Problem statement = Pick out every line below that contains the word "fence" and copy each one in full.

Records for the exercise =
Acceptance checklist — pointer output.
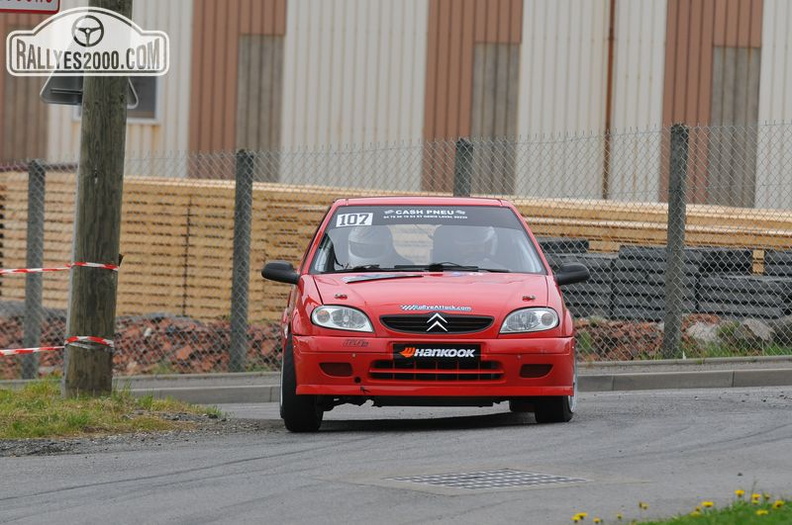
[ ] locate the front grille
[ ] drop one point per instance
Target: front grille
(435, 370)
(435, 323)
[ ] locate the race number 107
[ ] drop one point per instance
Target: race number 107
(354, 219)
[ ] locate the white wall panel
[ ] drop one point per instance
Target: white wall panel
(354, 75)
(150, 140)
(562, 87)
(639, 61)
(775, 105)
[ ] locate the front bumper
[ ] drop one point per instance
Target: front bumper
(366, 367)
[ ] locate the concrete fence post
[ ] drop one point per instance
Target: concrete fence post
(34, 259)
(463, 168)
(675, 256)
(243, 211)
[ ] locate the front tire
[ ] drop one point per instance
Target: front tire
(300, 413)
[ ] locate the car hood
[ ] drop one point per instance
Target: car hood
(462, 292)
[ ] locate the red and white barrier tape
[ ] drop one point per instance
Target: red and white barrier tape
(75, 339)
(112, 267)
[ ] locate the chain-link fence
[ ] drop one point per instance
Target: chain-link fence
(687, 233)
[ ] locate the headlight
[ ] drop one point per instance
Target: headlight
(341, 318)
(530, 320)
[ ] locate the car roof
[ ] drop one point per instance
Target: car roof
(419, 200)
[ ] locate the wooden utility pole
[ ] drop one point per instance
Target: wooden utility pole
(100, 179)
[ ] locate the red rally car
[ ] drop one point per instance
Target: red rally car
(431, 301)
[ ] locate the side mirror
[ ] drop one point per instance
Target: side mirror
(280, 271)
(571, 273)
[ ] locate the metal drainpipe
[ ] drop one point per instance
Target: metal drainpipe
(606, 161)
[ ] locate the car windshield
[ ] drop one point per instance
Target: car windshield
(421, 238)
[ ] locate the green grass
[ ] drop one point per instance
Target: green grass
(751, 509)
(38, 411)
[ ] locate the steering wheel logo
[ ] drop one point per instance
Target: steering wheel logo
(88, 31)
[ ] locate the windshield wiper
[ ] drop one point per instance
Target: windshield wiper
(449, 266)
(361, 268)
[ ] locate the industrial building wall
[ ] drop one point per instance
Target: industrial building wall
(563, 95)
(775, 105)
(167, 131)
(354, 75)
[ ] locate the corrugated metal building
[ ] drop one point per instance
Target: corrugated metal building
(285, 75)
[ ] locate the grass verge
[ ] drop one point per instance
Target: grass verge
(38, 411)
(751, 509)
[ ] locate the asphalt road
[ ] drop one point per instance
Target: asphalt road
(671, 449)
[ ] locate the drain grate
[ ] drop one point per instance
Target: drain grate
(488, 479)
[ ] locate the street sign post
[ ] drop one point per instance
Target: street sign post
(41, 7)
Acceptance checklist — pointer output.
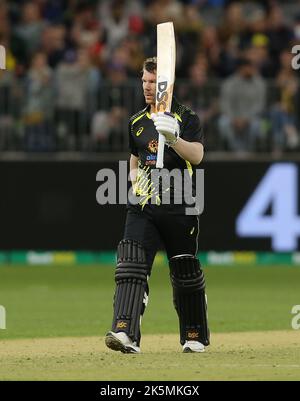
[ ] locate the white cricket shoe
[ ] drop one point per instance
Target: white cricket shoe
(193, 346)
(121, 342)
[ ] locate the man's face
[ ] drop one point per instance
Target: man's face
(149, 86)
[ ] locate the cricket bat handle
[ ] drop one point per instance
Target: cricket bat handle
(160, 151)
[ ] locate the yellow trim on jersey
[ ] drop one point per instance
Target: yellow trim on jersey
(178, 117)
(189, 167)
(137, 119)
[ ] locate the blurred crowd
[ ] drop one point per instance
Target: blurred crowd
(73, 71)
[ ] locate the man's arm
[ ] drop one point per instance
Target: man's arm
(133, 166)
(190, 151)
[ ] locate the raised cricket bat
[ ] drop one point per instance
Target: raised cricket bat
(166, 59)
(2, 58)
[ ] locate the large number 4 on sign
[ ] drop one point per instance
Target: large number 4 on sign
(279, 189)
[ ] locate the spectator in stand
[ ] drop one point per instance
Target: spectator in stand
(283, 114)
(76, 81)
(38, 105)
(242, 104)
(279, 34)
(31, 27)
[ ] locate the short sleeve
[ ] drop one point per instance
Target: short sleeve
(132, 146)
(192, 130)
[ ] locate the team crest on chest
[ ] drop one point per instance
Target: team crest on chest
(153, 146)
(140, 130)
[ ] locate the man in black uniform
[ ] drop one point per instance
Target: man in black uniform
(152, 219)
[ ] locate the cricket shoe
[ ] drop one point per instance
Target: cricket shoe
(193, 346)
(121, 342)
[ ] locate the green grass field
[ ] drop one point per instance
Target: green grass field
(57, 318)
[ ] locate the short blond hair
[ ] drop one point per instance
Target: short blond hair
(150, 64)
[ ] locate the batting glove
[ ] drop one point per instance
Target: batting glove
(166, 124)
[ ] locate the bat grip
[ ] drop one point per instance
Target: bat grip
(160, 151)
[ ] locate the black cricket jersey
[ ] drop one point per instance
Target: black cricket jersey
(178, 183)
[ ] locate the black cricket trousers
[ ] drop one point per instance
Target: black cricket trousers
(157, 226)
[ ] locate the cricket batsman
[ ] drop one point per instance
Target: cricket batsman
(154, 219)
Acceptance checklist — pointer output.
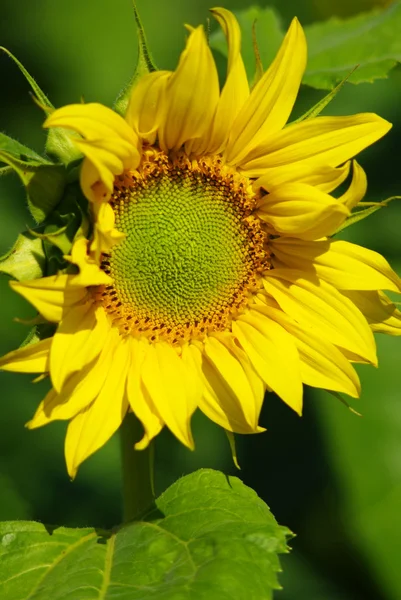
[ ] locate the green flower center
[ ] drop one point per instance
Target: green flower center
(188, 260)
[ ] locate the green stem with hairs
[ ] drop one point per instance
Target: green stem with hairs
(137, 470)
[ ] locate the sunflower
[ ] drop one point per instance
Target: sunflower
(210, 276)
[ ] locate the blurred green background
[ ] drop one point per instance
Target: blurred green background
(332, 477)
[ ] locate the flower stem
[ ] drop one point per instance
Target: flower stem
(137, 470)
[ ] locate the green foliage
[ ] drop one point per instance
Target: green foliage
(59, 143)
(269, 34)
(26, 259)
(144, 65)
(366, 455)
(370, 41)
(44, 182)
(210, 536)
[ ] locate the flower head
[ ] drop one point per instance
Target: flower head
(210, 276)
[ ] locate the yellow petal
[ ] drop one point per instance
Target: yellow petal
(106, 235)
(257, 385)
(169, 385)
(382, 315)
(235, 91)
(51, 296)
(271, 101)
(234, 377)
(89, 271)
(325, 179)
(322, 364)
(33, 358)
(139, 399)
(94, 426)
(273, 354)
(80, 389)
(191, 95)
(218, 401)
(317, 305)
(303, 211)
(78, 340)
(144, 110)
(311, 144)
(346, 266)
(109, 143)
(357, 189)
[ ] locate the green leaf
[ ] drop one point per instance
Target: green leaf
(315, 110)
(144, 65)
(26, 259)
(42, 99)
(17, 150)
(211, 537)
(371, 40)
(366, 455)
(44, 181)
(359, 215)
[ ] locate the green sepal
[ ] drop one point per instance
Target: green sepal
(69, 222)
(18, 150)
(59, 144)
(359, 215)
(315, 110)
(39, 333)
(144, 65)
(26, 259)
(338, 396)
(41, 98)
(44, 181)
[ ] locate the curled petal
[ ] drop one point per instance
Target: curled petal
(268, 107)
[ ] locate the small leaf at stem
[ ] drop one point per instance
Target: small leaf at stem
(26, 259)
(144, 65)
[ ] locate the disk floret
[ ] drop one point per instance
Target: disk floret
(193, 253)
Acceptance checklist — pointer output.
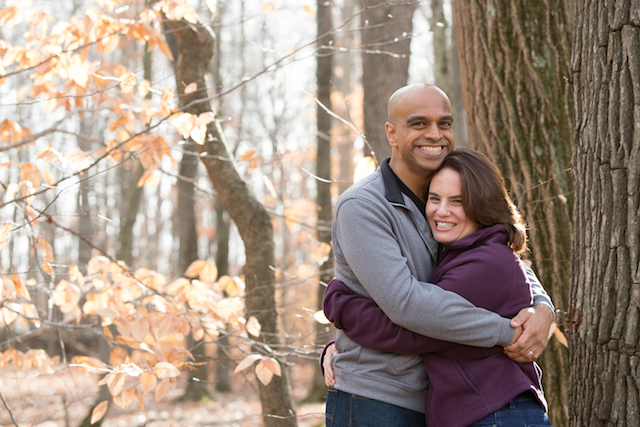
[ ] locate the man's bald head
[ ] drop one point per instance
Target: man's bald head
(418, 89)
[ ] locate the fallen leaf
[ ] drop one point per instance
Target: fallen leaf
(99, 411)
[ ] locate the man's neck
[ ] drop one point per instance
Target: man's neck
(415, 183)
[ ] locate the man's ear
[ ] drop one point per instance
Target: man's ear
(391, 133)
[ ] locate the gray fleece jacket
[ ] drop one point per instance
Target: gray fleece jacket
(384, 250)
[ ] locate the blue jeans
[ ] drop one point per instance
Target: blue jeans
(523, 411)
(349, 410)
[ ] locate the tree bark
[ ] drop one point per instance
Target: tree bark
(254, 224)
(324, 74)
(605, 286)
(386, 38)
(514, 57)
(447, 68)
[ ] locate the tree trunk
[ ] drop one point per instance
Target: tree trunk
(605, 287)
(514, 56)
(185, 218)
(223, 229)
(447, 68)
(254, 224)
(386, 38)
(324, 74)
(131, 193)
(85, 224)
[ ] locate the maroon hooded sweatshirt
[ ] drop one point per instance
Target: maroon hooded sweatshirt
(466, 383)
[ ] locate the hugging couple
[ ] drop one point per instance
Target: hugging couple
(439, 321)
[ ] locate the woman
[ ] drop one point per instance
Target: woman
(472, 216)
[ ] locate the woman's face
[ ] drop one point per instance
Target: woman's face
(447, 218)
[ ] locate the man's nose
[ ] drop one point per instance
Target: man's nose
(432, 131)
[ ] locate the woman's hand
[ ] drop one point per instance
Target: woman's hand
(329, 376)
(536, 323)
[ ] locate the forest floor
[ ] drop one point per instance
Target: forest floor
(63, 399)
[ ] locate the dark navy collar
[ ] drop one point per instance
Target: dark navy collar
(394, 188)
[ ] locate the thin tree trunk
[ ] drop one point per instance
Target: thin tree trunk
(345, 39)
(324, 74)
(195, 46)
(131, 193)
(386, 38)
(604, 317)
(513, 58)
(223, 229)
(85, 224)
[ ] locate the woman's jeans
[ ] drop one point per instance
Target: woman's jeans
(523, 411)
(349, 410)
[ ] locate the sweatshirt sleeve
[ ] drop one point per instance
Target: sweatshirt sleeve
(365, 323)
(540, 296)
(367, 244)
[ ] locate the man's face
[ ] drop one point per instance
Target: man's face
(420, 132)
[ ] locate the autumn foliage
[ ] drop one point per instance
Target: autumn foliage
(60, 71)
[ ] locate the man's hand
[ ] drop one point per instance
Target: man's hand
(537, 323)
(329, 376)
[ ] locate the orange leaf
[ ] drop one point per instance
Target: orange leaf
(253, 326)
(233, 287)
(165, 370)
(127, 397)
(90, 364)
(150, 178)
(8, 289)
(195, 268)
(140, 402)
(21, 290)
(148, 382)
(116, 383)
(140, 329)
(99, 411)
(266, 368)
(162, 389)
(4, 234)
(246, 362)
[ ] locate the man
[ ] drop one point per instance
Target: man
(384, 250)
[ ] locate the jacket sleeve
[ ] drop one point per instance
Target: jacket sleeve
(540, 296)
(367, 244)
(365, 323)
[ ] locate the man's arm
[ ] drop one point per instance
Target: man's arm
(537, 322)
(368, 245)
(364, 322)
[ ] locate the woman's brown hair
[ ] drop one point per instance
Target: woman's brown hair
(484, 196)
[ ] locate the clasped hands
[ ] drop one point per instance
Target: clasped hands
(534, 326)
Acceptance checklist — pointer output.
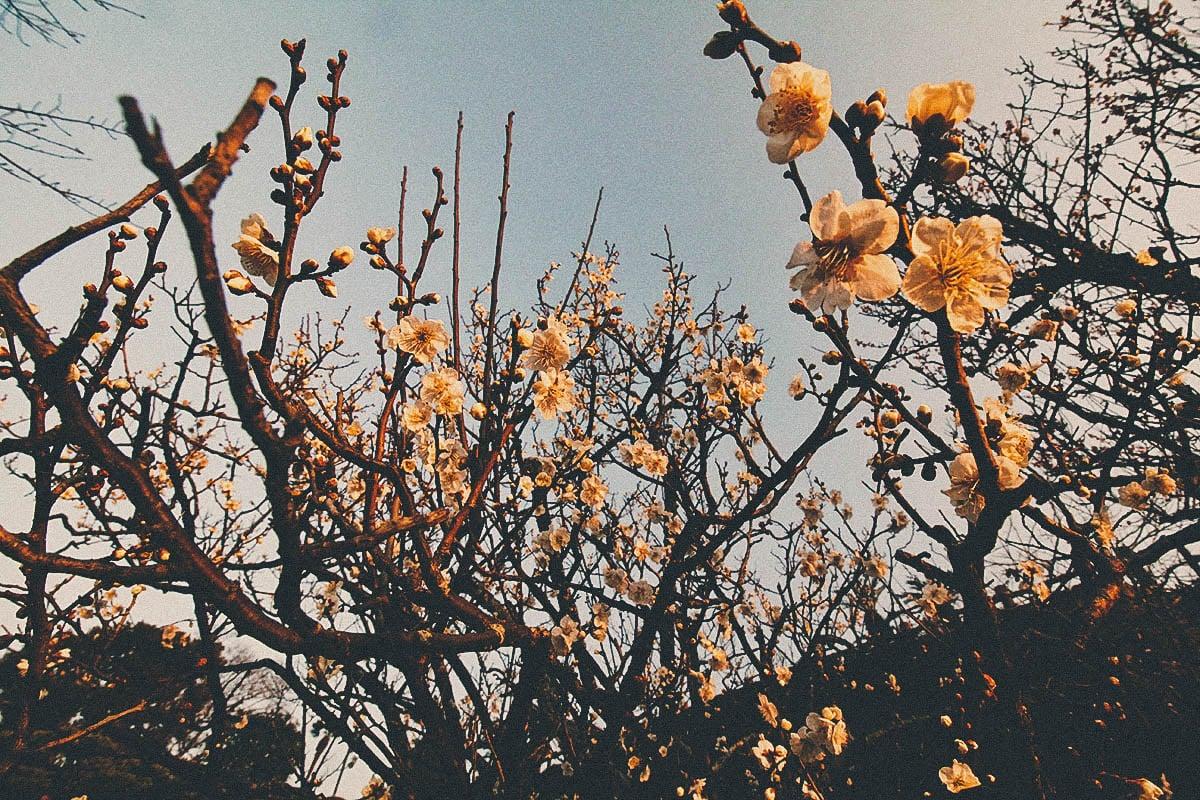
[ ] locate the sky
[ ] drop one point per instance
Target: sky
(613, 95)
(606, 94)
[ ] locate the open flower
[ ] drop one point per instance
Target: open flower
(934, 108)
(255, 246)
(423, 338)
(958, 776)
(846, 259)
(958, 268)
(796, 114)
(964, 492)
(443, 390)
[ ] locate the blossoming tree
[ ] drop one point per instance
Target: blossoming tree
(561, 551)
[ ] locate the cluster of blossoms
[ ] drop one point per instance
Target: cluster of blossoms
(823, 733)
(547, 350)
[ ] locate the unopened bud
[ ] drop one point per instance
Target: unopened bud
(952, 167)
(341, 258)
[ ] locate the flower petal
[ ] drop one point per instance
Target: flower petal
(923, 283)
(993, 283)
(964, 312)
(780, 146)
(874, 226)
(928, 233)
(803, 254)
(876, 277)
(982, 234)
(825, 216)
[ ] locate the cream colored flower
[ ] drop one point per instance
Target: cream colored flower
(958, 776)
(255, 247)
(828, 729)
(640, 593)
(958, 268)
(934, 108)
(846, 259)
(796, 114)
(547, 349)
(768, 710)
(964, 492)
(553, 391)
(417, 415)
(423, 338)
(443, 390)
(593, 492)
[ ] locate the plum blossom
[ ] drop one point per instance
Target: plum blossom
(421, 338)
(958, 776)
(797, 110)
(936, 108)
(258, 248)
(958, 268)
(443, 390)
(549, 348)
(964, 492)
(553, 391)
(845, 260)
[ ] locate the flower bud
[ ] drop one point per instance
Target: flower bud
(238, 283)
(952, 167)
(303, 138)
(327, 287)
(341, 258)
(874, 114)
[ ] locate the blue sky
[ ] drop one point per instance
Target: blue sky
(606, 94)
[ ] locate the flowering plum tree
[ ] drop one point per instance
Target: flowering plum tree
(559, 549)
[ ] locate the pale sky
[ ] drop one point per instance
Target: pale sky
(606, 94)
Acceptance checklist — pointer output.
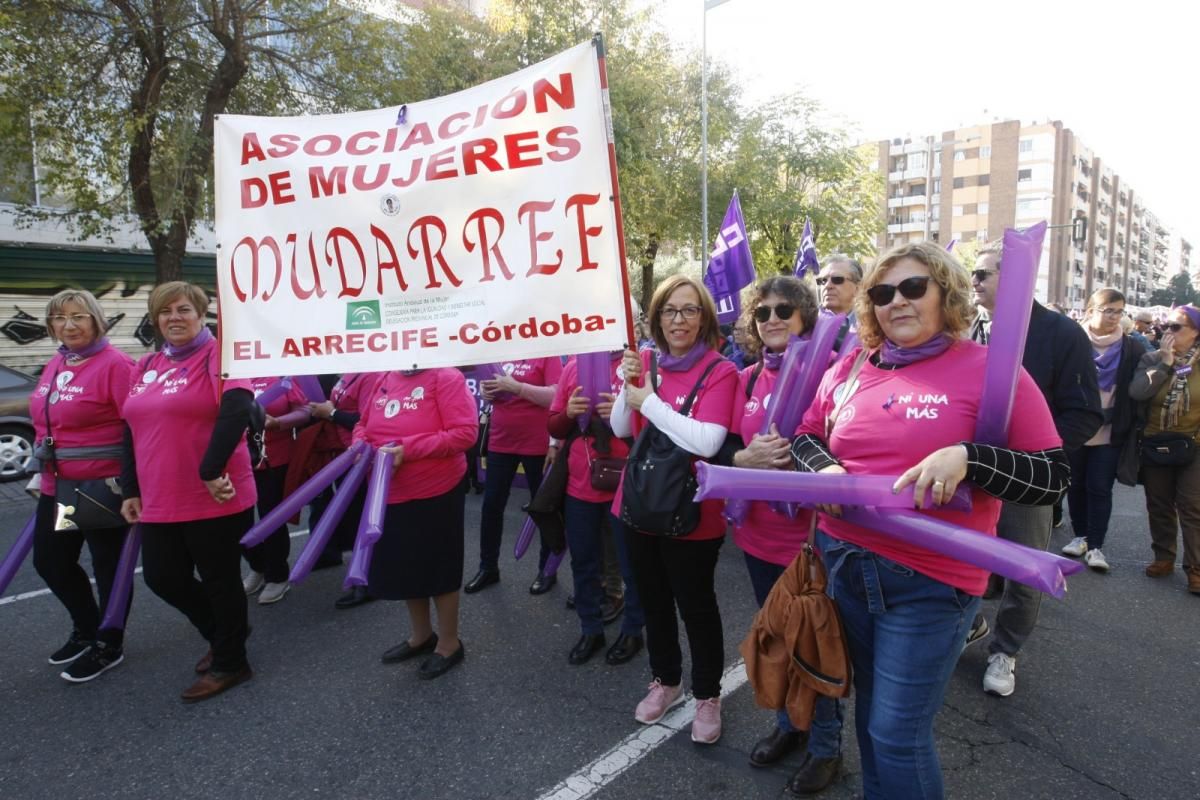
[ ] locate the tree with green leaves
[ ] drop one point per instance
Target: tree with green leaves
(120, 97)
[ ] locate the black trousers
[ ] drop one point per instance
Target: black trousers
(57, 559)
(172, 554)
(270, 557)
(669, 573)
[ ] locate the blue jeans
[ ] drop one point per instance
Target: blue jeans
(502, 468)
(1090, 498)
(905, 633)
(585, 540)
(825, 737)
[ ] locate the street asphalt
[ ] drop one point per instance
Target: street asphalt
(1101, 708)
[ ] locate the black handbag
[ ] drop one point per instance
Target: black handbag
(1168, 450)
(659, 489)
(93, 504)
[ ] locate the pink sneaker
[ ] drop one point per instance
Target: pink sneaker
(706, 728)
(658, 702)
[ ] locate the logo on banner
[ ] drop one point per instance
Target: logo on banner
(363, 316)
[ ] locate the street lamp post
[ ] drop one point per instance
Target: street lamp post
(703, 132)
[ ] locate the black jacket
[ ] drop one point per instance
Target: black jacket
(1125, 409)
(1059, 358)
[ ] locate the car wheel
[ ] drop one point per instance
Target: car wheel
(16, 451)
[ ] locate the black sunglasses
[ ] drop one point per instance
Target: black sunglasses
(784, 311)
(881, 294)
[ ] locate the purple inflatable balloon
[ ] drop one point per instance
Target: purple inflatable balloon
(17, 553)
(371, 525)
(275, 391)
(298, 499)
(808, 488)
(1011, 325)
(1033, 567)
(311, 388)
(328, 522)
(123, 582)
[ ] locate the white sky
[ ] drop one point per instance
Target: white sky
(1125, 77)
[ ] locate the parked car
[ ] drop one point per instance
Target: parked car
(16, 426)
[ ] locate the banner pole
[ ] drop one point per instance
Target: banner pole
(598, 46)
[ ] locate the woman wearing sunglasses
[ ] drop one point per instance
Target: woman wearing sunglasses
(785, 308)
(1164, 383)
(679, 571)
(1093, 467)
(906, 404)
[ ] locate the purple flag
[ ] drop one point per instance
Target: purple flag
(807, 256)
(731, 265)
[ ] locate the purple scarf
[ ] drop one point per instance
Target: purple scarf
(899, 356)
(185, 350)
(773, 361)
(76, 356)
(1107, 365)
(683, 362)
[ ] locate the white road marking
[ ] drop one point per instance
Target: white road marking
(42, 593)
(604, 770)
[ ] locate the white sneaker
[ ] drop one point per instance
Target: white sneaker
(273, 593)
(252, 582)
(1097, 561)
(1075, 547)
(1000, 678)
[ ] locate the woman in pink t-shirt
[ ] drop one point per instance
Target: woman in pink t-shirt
(784, 308)
(426, 417)
(516, 437)
(187, 480)
(76, 410)
(907, 404)
(679, 571)
(269, 559)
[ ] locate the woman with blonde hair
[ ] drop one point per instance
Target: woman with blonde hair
(906, 403)
(77, 417)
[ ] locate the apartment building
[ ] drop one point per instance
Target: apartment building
(972, 182)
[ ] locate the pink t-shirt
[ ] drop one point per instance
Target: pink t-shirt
(432, 415)
(347, 396)
(172, 408)
(579, 465)
(280, 444)
(766, 534)
(519, 426)
(84, 403)
(714, 403)
(899, 416)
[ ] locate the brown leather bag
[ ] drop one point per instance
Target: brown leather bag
(796, 648)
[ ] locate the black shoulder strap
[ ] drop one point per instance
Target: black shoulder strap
(754, 379)
(691, 397)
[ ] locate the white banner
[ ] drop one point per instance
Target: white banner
(472, 228)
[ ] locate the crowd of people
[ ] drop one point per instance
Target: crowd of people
(190, 457)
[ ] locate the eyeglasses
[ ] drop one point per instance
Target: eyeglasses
(688, 312)
(78, 319)
(913, 288)
(784, 311)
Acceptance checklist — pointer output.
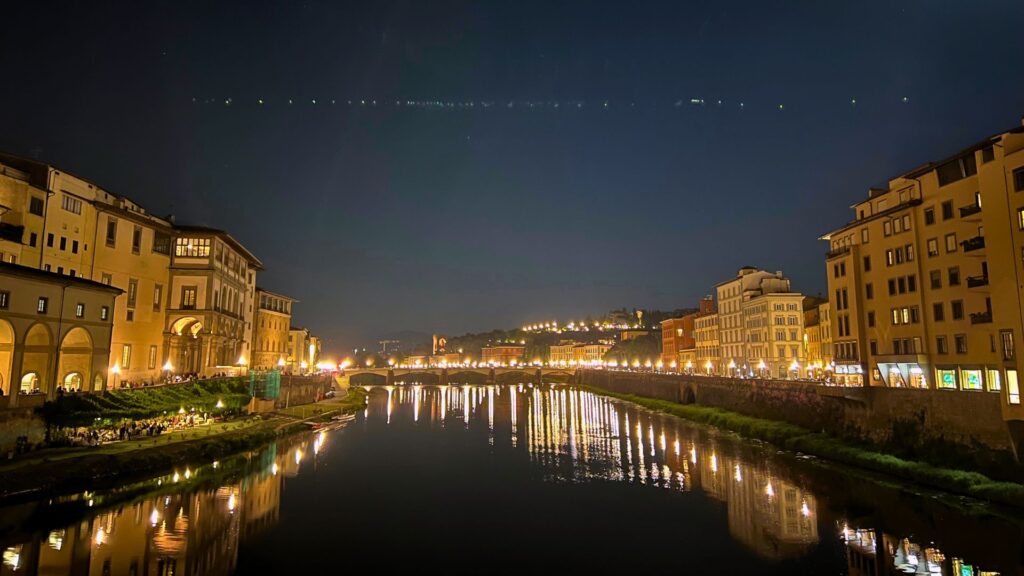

The output =
[ ] locate the concrete fence post
Target: concrete fence post
[ ] locate the chain-link fence
Target: chain-link fence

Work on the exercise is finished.